== Directions for this task ==
Two lines mark the range in the entries below: the one holding "# test: point on every instance of the bottle cap" and the one holding "# test: point on every instance of the bottle label". Set down those two and all lines between them, exactly.

== Excerpted data ==
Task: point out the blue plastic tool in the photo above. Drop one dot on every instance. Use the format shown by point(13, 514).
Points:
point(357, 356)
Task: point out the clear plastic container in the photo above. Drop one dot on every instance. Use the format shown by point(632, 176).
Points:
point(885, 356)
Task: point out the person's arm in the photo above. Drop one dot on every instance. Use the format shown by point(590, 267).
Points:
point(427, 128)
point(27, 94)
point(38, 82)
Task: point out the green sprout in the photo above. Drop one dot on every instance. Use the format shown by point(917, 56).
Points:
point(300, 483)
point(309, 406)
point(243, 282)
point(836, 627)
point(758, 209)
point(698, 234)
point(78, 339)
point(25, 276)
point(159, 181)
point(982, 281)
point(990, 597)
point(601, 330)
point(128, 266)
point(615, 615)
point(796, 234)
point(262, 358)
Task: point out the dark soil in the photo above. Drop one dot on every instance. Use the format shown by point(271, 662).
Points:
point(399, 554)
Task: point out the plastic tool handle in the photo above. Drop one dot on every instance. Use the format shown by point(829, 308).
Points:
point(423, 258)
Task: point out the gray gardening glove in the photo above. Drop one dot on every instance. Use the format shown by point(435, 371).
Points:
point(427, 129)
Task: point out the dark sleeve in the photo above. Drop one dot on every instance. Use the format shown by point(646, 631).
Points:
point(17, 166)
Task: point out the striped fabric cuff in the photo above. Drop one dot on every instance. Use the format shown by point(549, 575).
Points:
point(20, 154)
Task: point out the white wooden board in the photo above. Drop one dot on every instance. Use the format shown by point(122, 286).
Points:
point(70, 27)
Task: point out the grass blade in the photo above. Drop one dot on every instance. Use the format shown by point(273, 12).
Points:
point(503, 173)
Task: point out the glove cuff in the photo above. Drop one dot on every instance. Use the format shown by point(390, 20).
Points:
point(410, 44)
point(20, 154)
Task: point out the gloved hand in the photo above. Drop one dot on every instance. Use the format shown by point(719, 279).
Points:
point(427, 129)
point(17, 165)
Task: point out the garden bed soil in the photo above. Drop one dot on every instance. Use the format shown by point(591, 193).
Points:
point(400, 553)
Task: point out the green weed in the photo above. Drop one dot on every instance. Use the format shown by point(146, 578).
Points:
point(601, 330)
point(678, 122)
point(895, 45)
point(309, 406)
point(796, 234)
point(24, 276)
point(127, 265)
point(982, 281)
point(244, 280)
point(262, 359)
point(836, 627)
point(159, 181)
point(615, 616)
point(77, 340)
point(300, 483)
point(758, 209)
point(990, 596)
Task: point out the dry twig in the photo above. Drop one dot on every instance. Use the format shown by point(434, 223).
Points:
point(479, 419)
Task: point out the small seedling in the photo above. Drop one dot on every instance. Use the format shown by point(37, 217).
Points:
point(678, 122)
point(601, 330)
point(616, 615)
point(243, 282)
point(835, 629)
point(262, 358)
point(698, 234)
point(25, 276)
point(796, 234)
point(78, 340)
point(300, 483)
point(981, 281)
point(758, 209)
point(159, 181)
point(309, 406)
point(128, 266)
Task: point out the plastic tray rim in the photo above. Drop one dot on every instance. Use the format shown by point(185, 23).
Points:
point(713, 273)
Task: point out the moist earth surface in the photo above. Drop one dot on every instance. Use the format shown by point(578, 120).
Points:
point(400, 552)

---

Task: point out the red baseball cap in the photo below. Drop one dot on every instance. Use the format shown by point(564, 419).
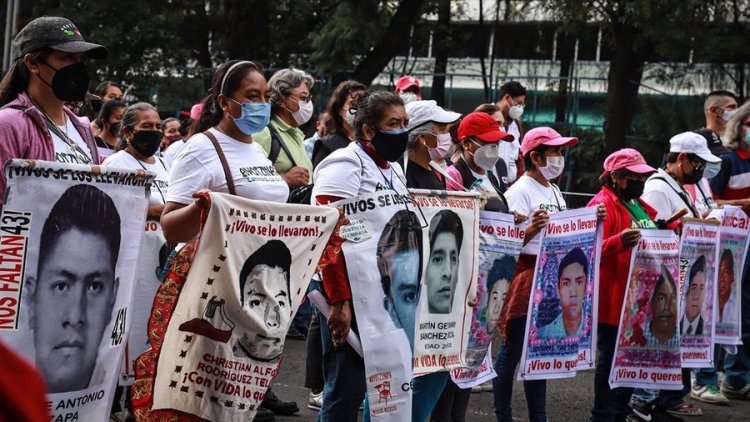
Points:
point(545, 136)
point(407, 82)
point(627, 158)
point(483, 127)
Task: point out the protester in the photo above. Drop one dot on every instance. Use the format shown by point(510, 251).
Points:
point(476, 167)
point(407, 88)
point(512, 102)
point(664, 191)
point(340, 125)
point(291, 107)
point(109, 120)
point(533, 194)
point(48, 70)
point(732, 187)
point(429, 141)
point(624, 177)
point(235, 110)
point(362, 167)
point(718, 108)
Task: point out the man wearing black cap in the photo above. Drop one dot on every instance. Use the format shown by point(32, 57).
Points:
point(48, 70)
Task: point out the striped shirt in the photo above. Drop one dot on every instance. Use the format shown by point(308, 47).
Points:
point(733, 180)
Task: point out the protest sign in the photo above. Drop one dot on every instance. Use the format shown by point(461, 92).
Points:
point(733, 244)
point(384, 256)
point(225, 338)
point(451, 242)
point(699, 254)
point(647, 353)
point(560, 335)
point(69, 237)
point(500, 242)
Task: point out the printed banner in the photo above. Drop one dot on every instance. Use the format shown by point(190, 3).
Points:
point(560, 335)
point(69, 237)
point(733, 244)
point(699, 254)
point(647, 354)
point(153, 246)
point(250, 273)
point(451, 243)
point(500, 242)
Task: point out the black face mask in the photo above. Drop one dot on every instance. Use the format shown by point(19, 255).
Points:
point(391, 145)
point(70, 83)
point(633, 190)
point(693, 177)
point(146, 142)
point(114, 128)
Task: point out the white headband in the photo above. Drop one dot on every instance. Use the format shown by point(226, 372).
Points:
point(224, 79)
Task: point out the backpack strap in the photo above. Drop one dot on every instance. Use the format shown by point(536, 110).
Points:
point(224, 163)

...

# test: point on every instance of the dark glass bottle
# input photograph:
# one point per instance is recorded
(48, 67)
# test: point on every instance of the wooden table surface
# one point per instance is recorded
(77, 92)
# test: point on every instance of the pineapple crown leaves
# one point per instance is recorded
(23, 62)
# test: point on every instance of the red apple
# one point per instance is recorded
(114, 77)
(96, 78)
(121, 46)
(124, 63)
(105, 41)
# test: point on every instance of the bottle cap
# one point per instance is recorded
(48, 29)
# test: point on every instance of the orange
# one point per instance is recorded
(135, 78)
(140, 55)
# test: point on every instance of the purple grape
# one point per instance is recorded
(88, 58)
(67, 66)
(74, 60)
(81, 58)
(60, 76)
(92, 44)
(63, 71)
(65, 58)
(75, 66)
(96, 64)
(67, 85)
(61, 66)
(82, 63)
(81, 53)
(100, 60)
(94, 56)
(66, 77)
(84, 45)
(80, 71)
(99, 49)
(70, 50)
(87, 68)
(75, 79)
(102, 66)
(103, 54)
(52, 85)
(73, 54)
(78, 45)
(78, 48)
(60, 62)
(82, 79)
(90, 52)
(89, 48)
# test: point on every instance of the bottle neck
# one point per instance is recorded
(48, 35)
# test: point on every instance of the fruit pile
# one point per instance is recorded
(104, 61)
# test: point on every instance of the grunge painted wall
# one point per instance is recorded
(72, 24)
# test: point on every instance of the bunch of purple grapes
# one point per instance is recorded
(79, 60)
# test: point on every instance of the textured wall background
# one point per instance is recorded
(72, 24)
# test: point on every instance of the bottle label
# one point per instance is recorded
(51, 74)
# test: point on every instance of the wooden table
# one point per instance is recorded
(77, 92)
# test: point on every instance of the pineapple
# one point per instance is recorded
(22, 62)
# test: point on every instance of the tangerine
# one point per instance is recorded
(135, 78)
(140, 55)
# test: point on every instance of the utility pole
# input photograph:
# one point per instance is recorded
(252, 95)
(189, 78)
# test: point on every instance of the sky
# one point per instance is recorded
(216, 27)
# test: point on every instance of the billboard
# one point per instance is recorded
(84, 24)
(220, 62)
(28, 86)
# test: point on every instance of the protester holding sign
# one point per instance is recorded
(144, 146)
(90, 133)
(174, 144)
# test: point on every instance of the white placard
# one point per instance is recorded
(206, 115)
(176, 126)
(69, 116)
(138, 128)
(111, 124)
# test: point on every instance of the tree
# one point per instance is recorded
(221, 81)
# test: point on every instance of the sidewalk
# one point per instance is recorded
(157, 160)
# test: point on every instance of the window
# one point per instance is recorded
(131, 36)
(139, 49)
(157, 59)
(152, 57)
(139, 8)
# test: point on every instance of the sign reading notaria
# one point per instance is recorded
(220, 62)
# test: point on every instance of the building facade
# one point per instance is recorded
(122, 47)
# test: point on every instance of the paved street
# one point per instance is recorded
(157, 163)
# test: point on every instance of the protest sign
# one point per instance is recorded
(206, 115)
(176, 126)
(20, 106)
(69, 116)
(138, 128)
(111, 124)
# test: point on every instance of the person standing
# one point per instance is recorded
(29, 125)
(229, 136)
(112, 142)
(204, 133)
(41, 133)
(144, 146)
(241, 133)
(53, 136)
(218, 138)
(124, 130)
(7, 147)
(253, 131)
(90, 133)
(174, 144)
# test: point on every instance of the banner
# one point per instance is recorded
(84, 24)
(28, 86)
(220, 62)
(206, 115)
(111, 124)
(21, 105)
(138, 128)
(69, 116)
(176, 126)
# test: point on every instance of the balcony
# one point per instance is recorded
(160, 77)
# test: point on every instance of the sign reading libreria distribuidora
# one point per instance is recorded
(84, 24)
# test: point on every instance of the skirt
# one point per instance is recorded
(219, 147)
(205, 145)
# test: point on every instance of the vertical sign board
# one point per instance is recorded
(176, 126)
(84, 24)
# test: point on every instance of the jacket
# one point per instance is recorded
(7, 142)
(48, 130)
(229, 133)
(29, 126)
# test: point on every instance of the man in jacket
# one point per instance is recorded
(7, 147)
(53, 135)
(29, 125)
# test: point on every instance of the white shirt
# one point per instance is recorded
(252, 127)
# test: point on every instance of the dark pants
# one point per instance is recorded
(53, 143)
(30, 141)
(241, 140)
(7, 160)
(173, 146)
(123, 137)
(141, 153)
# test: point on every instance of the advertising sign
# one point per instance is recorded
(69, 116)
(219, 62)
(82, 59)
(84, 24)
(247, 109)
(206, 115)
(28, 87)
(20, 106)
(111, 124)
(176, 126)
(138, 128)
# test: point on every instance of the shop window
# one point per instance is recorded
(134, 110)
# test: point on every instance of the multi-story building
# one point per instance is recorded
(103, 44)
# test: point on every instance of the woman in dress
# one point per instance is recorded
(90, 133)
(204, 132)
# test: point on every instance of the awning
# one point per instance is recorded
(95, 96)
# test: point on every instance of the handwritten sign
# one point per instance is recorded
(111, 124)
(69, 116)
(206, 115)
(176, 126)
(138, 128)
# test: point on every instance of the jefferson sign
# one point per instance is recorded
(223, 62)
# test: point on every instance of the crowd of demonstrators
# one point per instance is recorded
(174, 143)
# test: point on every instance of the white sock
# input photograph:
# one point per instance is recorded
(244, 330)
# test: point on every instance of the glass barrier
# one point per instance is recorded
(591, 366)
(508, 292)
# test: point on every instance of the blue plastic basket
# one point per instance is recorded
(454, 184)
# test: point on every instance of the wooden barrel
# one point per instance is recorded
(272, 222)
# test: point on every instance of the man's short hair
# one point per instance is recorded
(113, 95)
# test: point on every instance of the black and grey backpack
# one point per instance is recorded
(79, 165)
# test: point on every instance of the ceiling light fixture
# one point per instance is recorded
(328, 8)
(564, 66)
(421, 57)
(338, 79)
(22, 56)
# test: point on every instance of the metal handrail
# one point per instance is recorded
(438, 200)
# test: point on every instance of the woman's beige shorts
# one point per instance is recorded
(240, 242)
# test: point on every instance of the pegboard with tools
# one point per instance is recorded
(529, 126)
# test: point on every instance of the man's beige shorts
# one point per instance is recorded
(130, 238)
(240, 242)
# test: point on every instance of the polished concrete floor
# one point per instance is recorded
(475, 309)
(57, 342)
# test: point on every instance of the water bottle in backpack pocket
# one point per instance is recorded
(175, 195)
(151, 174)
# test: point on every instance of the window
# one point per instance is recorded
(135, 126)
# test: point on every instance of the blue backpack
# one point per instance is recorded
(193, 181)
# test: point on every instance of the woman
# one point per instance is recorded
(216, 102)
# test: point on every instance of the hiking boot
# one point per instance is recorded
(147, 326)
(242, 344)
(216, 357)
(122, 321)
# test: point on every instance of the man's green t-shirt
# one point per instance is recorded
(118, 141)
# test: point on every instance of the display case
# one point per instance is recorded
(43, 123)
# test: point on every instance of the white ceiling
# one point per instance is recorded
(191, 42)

== Answer for this exercise ==
# test: point on every instance of the bottle cap
# one point per instance is recorded
(48, 29)
# test: point on every instance of the orange
# one point per instance is recorded
(135, 78)
(140, 55)
# test: point on every instance of the purple grape
# one point per instance is recorded
(88, 58)
(67, 66)
(74, 60)
(81, 58)
(60, 76)
(92, 44)
(63, 71)
(65, 58)
(75, 66)
(96, 64)
(67, 85)
(61, 66)
(82, 63)
(81, 53)
(100, 60)
(94, 56)
(66, 77)
(84, 45)
(80, 71)
(99, 49)
(70, 50)
(87, 68)
(75, 79)
(102, 66)
(103, 54)
(52, 85)
(73, 54)
(78, 45)
(78, 48)
(60, 62)
(82, 79)
(90, 52)
(89, 48)
# test: point on every instance of the bottle neck
# one point per instance is recorded
(48, 35)
# test: point on every instance of the fruit pile
# one point per instance is recorded
(104, 61)
# test: point on every instance of the grunge painted wall
# one point per instance is recorded
(72, 24)
# test: point on every instance of the bunch of purple grapes
# one point per instance is recorded
(79, 60)
# test: point on every instance of the textured wall background
# one point per instance is recorded
(72, 24)
# test: point on every instance of the bottle label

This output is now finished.